• Extract to read:
§ §

The following worksheet is used to calculate the taxable portion of the lump sum payment:
Note that in order to complete the worksheet, a retired employee needs to know the amount of the employee’s lump sum credit and the present value of the contract. These terms are now explained.
• Lump sum credit. In general, this is the same as an employee’s total contributions made via payroll deduction to the CSRS and/or FERS Retirement and Disability Funds. These contributions were made with after-taxed salary dollars. It also includes deposits and interest that were made for Federal employment during which no retirement contributions were taken out of an employee’s salary and deposits made for military service deposits; it includes redeposits including interest for any refunds of retirement contributions that a departed employee received and did not repay. If an employee owes any deposits or redeposits for civilian service and elects the AFA option, the deposits and redeposits are deemed to have been paid when computing the retirement benefit.
• Present value of the annuity contract. The present value of the annuity contract is calculated using actuarial tables provided by the IRS. Those individual who are receiving a lump sum payment under the AFA option need to write to the following address to find out the present value of their annuity contract:
Internal Revenue Service
Attn: Actuarial Group 2
1111 Constitution Ave, NW PE-4C3
Washington, DC 20224-0002
The following is an example that illustrates:
Charles retired from federal service under FERS in 2017, one month after his 60th birthday. Charles had contributed $30,000 to FERS during his 25 year Federal career and qualified to receive a lump sum payment of that amount under the AFA option. The present value of his annuity contract is $150,000.

§ §

• Work instructions:
Carry on the passage about taxing the lump sum payment under the AFA option, starting right after its last sentence.

§ §

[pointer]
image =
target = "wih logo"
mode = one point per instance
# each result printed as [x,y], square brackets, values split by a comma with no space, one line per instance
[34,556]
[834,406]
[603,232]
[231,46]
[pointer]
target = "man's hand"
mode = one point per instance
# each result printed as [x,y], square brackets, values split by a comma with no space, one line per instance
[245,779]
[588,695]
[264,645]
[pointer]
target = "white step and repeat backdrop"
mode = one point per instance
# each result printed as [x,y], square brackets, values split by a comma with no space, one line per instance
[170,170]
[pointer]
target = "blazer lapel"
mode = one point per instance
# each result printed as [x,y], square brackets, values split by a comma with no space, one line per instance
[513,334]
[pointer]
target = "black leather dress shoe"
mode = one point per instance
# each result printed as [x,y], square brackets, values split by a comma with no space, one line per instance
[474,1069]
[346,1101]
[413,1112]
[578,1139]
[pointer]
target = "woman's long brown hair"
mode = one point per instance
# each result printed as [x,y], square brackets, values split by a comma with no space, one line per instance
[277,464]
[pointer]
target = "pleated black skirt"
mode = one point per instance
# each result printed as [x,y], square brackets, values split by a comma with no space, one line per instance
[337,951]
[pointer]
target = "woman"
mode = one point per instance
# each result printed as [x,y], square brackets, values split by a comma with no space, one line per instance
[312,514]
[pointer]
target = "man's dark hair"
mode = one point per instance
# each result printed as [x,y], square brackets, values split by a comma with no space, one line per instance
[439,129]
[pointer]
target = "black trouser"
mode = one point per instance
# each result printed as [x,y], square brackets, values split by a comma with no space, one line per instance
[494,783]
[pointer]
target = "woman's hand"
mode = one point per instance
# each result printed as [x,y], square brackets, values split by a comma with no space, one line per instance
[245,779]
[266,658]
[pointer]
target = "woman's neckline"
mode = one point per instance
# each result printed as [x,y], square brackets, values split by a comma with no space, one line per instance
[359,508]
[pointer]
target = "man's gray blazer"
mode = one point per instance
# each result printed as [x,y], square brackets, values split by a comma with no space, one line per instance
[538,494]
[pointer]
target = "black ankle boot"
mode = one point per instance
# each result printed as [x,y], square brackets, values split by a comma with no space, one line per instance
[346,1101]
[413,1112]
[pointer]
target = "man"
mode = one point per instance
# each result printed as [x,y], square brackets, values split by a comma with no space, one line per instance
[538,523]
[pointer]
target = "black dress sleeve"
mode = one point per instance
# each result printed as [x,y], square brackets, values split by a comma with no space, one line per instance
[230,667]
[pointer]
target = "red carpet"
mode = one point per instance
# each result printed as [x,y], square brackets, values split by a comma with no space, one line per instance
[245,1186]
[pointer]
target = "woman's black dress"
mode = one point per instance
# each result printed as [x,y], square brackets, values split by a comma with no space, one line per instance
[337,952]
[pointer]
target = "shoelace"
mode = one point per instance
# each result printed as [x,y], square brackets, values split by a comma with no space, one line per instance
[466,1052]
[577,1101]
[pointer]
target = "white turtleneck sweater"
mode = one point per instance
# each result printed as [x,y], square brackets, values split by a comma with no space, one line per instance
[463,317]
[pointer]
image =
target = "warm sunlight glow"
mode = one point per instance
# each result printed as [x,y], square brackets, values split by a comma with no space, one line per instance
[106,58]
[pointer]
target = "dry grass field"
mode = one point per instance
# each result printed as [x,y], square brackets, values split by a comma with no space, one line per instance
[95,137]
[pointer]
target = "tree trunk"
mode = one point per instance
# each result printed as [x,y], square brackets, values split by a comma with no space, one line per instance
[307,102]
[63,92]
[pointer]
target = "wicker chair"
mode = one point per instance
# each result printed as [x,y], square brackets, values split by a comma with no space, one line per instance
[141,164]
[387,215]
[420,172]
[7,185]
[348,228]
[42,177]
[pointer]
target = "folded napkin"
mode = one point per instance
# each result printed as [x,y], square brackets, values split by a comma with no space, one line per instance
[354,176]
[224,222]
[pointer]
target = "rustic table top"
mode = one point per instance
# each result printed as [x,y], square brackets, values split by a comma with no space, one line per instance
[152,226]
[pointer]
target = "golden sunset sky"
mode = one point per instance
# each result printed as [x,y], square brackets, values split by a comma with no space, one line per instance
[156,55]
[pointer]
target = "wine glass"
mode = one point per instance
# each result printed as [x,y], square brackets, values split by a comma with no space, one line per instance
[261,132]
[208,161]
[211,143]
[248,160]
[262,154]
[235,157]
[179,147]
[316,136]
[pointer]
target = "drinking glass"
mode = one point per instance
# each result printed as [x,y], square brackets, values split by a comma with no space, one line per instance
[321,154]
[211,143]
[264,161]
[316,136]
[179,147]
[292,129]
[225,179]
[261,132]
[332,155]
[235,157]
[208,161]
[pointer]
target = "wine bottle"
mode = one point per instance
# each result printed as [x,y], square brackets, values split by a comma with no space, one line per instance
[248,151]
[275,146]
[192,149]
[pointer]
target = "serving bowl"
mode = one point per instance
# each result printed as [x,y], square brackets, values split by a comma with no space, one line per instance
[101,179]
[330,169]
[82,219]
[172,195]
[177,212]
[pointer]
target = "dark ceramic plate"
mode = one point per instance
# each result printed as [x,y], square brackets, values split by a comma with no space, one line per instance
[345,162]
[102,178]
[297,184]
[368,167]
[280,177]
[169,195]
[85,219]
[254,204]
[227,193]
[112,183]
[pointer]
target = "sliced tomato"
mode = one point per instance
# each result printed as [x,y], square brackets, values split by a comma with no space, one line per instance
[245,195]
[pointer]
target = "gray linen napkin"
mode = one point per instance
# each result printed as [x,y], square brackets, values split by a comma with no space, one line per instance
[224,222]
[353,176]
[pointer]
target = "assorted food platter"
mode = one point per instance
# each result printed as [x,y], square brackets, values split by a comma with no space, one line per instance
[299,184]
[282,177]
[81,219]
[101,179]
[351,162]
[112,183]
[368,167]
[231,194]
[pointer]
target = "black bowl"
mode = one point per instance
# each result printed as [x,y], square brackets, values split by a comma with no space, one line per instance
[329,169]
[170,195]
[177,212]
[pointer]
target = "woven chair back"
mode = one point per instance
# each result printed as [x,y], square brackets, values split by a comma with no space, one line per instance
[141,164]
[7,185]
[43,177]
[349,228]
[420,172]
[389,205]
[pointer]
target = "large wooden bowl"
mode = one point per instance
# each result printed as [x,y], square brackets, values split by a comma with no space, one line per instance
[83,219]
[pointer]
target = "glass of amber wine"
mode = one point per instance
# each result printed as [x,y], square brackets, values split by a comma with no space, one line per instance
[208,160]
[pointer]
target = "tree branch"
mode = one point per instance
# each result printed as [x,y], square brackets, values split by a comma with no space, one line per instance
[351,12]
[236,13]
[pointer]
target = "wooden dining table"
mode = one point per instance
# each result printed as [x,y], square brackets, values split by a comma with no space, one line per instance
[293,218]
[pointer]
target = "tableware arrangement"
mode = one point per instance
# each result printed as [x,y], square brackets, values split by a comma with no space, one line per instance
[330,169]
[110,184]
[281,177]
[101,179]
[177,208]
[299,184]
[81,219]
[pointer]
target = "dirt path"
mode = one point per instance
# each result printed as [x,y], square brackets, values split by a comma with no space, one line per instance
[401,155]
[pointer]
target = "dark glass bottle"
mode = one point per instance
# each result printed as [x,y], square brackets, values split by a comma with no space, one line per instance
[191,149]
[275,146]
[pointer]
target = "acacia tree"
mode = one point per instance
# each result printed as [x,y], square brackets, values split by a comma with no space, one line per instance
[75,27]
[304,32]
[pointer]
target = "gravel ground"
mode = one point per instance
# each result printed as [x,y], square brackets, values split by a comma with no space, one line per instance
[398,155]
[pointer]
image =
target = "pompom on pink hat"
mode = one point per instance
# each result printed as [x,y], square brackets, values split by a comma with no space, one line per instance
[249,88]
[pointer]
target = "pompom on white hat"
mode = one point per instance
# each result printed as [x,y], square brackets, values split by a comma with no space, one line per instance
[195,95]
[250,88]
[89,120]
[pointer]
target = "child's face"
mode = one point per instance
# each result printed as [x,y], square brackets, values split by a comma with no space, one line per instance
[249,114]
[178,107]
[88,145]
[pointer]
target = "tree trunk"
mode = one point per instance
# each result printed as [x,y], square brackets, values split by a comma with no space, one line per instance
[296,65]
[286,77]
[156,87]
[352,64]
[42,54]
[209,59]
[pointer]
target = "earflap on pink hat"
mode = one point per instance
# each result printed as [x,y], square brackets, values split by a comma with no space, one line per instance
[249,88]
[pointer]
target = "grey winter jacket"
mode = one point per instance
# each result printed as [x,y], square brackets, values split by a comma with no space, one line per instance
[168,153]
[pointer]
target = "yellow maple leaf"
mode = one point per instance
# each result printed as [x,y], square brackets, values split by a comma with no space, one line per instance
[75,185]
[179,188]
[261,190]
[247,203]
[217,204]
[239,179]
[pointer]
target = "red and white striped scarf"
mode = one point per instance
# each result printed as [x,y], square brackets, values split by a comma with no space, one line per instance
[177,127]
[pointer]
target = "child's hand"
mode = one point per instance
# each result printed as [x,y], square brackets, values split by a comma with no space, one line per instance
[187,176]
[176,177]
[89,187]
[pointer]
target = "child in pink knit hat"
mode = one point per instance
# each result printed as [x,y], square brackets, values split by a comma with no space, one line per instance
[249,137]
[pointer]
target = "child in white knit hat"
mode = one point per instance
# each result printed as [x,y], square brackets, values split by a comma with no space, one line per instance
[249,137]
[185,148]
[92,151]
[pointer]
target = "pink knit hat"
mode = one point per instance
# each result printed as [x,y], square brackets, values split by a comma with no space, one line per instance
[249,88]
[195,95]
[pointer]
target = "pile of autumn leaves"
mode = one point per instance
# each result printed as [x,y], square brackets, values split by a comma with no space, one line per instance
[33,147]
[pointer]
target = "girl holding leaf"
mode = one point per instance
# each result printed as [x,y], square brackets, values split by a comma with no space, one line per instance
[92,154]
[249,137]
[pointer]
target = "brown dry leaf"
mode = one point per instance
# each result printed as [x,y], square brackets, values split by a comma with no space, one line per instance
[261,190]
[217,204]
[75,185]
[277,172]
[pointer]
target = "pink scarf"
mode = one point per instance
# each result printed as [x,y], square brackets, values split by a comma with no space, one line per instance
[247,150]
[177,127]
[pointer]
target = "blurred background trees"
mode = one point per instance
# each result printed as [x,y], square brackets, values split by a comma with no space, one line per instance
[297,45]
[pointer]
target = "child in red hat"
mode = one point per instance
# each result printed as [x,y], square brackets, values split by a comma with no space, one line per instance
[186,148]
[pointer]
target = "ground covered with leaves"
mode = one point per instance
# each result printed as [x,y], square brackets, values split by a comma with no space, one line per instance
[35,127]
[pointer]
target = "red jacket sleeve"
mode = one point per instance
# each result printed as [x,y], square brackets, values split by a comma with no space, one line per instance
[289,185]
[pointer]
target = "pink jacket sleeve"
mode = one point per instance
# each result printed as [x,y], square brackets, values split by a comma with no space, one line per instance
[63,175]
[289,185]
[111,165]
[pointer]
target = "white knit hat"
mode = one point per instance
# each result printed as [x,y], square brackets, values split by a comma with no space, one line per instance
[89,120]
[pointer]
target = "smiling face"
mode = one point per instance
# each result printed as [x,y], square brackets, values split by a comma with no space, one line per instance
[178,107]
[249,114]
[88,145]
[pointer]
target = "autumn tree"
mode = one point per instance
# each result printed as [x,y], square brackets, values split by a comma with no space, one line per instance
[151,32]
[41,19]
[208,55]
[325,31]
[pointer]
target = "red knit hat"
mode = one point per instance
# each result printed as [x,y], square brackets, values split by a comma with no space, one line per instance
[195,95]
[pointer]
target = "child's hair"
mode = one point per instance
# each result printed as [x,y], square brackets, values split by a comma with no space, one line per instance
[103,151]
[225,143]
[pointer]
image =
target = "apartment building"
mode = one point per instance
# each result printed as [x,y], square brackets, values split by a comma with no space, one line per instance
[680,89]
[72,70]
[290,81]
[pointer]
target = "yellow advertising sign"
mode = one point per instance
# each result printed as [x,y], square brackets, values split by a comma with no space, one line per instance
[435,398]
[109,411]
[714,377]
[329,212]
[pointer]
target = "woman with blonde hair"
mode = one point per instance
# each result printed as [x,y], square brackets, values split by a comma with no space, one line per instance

§ §

• Task result:
The tax free portion and the taxable portion of the lump sum are determined using the worksheet below. The tax-free portion ($6,000) and the taxable portion ($24,000) are shown on lines 4 and 5, respectively. The taxable portion of $24,000 is Charles’ net cost in the FERS which is used to calculate the taxable part of his reduced annuity (see below).
Note that Charles can request that OPM directly transfer the fully taxable $24,000 portion of his lump sum payment into a rollover traditional IRA. If he does, he will not pay income tax on the $24,000 until he withdraws the funds from his traditional IRA.
Lump Sum Payment Made in installments
If an employee chooses the AFA option, the retired employee will receive the lump sum payment usually in two equal installments. The first installment will be paid by OPM shortly after the employee retires. The second installment will be paid with interest in the next calendar year. Exceptions to the installment rule are provided for cases of critical medical need.
Even though the lump sum payment is made in installments, the overall tax treatment is the same as if the entire payment was paid at once. If the payment has a tax-free portion, then the recipient must treat the taxable portion as received first.
These annuitants who have chosen to receive a lump sum payment under the AFA option will also receive reduced monthly annuity payments. These annuity payments will have a tax-free and a taxable portion. Under the Simplified Method, the tax-free portion of the monthly annuity is compute as discussed in a previous MFR column. However, the annuitant’s “cost” in the retirement plan (CSRS or FERS) will not include the tax-free portion of the lump sum payment made under the alternative annuity option. For example, Charles “cost” in the plan will not include the $6,000 received tax-free as part of his lump sum payment.
The AFA election will not affect the amount of the survivor annuity benefit. However, an AFA election does require the written consent of the current spouse. In the case of a former spouse who is entitled by a court order to a survivor benefit or a portion of the retirement benefit, the law prohibits election of an alternative form of annuity – even if the former spouse consents.